++++ PASSAGE CITÉ

D’où sortent-ils, ces animaux ? Où donc ont-ils été élevés ? Qu’ont-ils appris ? Qui leur a ainsi lavé le cerveau ? Qui leur a inculqué cette violence ? Qui les a convaincus que la décapitation de 21 modestes travailleurs sur une plage méditerranéenne était la bonne manière pour adresser un message politique à l’Europe ou pour se venger de la politique d’Abdelfattah al-Sissi qui a souhaité intervenir dans le chaos libyen pour y régler leur affaire aux islamistes ? Que dira ce meurtrier, demain à ses enfants, s’ils le voient occire de cette façon sordide un homme sans défense, miséreux, émigré, qui n’a que sa force de travail pour subsister ? Qui a donc émis la sentence de mort contre ces pauvres hères ? Quel est cet ouvrage théologique ou juridique qui autorise de tels crimes, qui permet d’égorger des prisonniers de guerre ? Et quelle guerre ? Les Coptes venus en Libye pour y travailler étaient-ils des combattants, des soldats ?

Autant de questions existentielles, perturbantes, douloureuses, qui s’imposent… Une fois que les hommes auront condamné ces actes odieux commis avant-hier sur la plage libyenne, la même question, lancinante, revient dans les esprits : D’où sortent ces tueurs, ces bêtes immondes ?

Pour quelle raison Daech n’est-elle pas née en Malaisie, en Inde ou en Indonésie, ces pays où il existe plus de musulmans que chez les Arabes ? Pourquoi ces nations n’ont-elles pas enfanté ces Daechiens à l’image des nôtres ? Pourquoi ces tortionnaires sont-ils originaires des terres arabes ? C’est LA question qui se pose et se posera encore et encore…

La plupart des Daechiens viennent aujourd’hui d’Irak, de Syrie, d’Arabie Saoudite, de Tunisie, du Maroc, du Yémen, d’Egypte, d’Algérie, du Koweït, de Mauritanie… et cela signifie que tous ces pays, Etats et sociétés, sont aujourd’hui sur le banc des accusés pour être le berceau de ces criminels et le terreau du terrorisme ; ces sociétés ne disposent d’aucune immunité à offrir à leurs populations contre le virus tueur.

++++++++
++++ ENTRÉES FOURNIES

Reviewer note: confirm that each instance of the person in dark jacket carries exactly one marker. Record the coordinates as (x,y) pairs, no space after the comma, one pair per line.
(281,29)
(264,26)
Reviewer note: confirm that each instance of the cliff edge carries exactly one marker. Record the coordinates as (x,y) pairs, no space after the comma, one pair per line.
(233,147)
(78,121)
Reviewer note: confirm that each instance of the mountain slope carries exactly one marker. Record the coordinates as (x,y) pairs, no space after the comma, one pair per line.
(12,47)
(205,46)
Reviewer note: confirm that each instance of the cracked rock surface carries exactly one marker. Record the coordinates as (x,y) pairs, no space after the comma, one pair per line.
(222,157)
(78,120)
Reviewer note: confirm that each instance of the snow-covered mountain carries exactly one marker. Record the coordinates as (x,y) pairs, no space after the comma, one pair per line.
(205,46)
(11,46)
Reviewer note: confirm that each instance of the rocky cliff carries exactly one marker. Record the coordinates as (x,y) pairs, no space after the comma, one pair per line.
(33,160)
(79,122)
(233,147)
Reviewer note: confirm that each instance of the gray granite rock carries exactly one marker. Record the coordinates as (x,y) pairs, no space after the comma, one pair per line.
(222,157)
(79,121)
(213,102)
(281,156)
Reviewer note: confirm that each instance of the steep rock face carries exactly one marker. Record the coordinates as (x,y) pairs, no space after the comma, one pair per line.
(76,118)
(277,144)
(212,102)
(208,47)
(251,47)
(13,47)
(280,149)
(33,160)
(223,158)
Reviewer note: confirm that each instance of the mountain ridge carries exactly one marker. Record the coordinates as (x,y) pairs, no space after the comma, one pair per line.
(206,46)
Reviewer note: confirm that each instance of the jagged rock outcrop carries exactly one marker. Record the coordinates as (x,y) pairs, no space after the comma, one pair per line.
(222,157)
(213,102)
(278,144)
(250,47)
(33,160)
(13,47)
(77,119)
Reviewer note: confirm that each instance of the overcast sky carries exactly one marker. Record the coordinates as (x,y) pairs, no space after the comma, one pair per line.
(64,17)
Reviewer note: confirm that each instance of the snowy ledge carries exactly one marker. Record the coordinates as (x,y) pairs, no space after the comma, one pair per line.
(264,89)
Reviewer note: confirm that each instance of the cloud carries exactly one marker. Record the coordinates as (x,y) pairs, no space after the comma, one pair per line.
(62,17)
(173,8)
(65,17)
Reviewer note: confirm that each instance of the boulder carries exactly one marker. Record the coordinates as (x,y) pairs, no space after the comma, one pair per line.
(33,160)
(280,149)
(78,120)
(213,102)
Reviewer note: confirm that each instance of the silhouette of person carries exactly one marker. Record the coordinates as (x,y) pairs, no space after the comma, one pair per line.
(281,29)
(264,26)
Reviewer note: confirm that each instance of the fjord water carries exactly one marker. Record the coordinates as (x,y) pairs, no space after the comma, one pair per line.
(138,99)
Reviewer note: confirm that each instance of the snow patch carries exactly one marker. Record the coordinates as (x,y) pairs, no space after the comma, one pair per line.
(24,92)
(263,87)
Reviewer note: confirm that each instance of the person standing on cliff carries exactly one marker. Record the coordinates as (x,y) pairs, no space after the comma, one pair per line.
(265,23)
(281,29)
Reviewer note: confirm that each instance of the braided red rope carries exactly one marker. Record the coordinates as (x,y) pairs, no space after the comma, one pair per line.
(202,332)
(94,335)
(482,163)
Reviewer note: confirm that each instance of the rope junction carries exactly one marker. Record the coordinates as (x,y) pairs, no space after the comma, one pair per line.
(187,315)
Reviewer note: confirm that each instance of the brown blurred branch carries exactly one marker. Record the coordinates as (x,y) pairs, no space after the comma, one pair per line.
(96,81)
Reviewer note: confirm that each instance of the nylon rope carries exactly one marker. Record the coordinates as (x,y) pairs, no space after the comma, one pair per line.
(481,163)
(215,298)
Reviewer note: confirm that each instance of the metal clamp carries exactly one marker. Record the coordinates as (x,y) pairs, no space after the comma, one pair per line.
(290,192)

++++++++

→ **CONSIGNES**:
1. Répondez aux questions suivantes sur le passage consacré à Daech, en reprenant la même lettre devant chaque réponse.
(a) Combien de travailleurs ont été décapités sur la plage méditerranéenne ?
(b) Quels pays le passage cite-t-il comme comptant plus de musulmans que chez les Arabes ?
(c) Quand les actes condamnés ont-ils été commis sur la plage libyenne ?
2. Prolongez le passage consacré à Daech à partir de sa dernière phrase.

→ **RÉSULTATS DE L'EXERCICE**:
1.
(a) 21 travailleurs.
(b) La Malaisie, l'Inde et l'Indonésie.
(c) Avant-hier.

2.
Et donc, une fois encore, encore une fois, nous le redisons… Ce sont les autocraties, la corruption, la violation des droits de l’Homme, l’avancée du chômage et des disparités sociales, l’échec des politiques d’enseignement, la confusion entre la politique et la religion, la place qu’occupent les services et la répression dans l’administration des peuples, l’absence de diversité, de liberté, de droit à la différence… ce sont tous ces facteurs qui transforment nos sociétés et nos pays en pépinières d’extrémistes, de fondamentalistes et de terroristes…

Savez-vous que la première organisation mise sur pied par Oussama Ben Laden, à son retour d’Afghanistan au début des années 90, s’appelait l’Instance pour le Conseil, que son unique souhait était de prodiguer ses recommandations à son prince ? S’il existait un parlement en Arabie Saoudite, nul doute que ben Laden serait devenu un opposant, un simple opposant, et qu’il n’aurait jamais pensé à créer al-Qaïda, idée qui lui est venue après avoir été chassé de son pays, traqué par les services de son pays jusqu’au Soudan, puis en Afghanistan. Là, sur cette terre, Ben Laden avait entrepris de regrouper les anciens moudjahidine arabes, en compagnie du Dr Aymane ad-Dawahiri qui avait à son tour fui l’Egypte, imbu d’une pensée et d’une idéologie antioccidentales… On connaît la suite. Et donc, le remède contre Daech ne pourra se trouver que sur cette terre qui vu pousser cet arbre maudit.

Un récent sondage réalisé par le Centre arabe des recherches et études politiques et portant sur la popularité de l’organisation dite Etat islamique a montré qu’entre 12 et 14% des Arabes éprouvent de la sympathie pour ce groupe barbare et comprennent son action… Une proportion énorme et effrayante, si l’on considère la nature et la bestialité de l’organisation d’al-Baghdadi.